* [Objective]: Edit the records below by changing every "Returns" to "Output" and leaving everything else as it is. Leave the pictures out of your answer.
## Begin Available records
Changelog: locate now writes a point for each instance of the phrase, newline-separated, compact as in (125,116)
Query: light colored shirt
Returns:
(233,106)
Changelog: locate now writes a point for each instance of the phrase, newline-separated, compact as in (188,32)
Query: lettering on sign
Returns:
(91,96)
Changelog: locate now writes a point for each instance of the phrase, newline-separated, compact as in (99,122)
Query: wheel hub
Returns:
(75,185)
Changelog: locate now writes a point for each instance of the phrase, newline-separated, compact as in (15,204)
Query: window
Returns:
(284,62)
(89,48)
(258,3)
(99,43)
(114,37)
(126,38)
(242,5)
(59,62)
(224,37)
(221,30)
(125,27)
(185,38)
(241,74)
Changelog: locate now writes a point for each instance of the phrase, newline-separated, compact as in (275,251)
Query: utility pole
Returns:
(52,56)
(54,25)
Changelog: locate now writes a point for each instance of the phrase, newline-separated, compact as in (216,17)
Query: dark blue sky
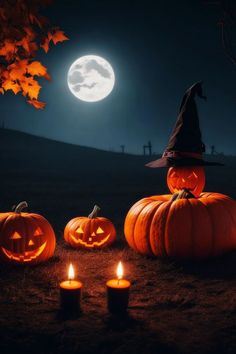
## End Available records
* [Solution for this problem]:
Changelog: locate now writes a point for each instance of the phrase, newline-separated, compact as in (125,116)
Query: light colored shirt
Output:
(233,106)
Changelog: locate now writes a point for each instance of the phrase, newline-separated, compact as in (188,32)
Query: lettering on sign
Output:
(91,96)
Changelog: locate now writes a point for each instance of the phrase, newline-separated, compact as in (99,122)
Query: wheel hub
Output:
(75,185)
Changelog: locate now writes a point for each instance of the phrase, newline-separated, compact as in (15,204)
Query: window
Output:
(284,62)
(89,48)
(258,3)
(99,43)
(114,37)
(126,38)
(242,5)
(59,62)
(224,37)
(221,30)
(125,27)
(185,38)
(241,74)
Changelog: locate now writes a point for each instance of the phrase, newline-separated, compact as in (275,251)
Query: utility pole
Output:
(52,56)
(54,25)
Changelog: locate now writes a point for each instance of the phrase, newline-separated, compact as in (216,17)
Query: dark blue sky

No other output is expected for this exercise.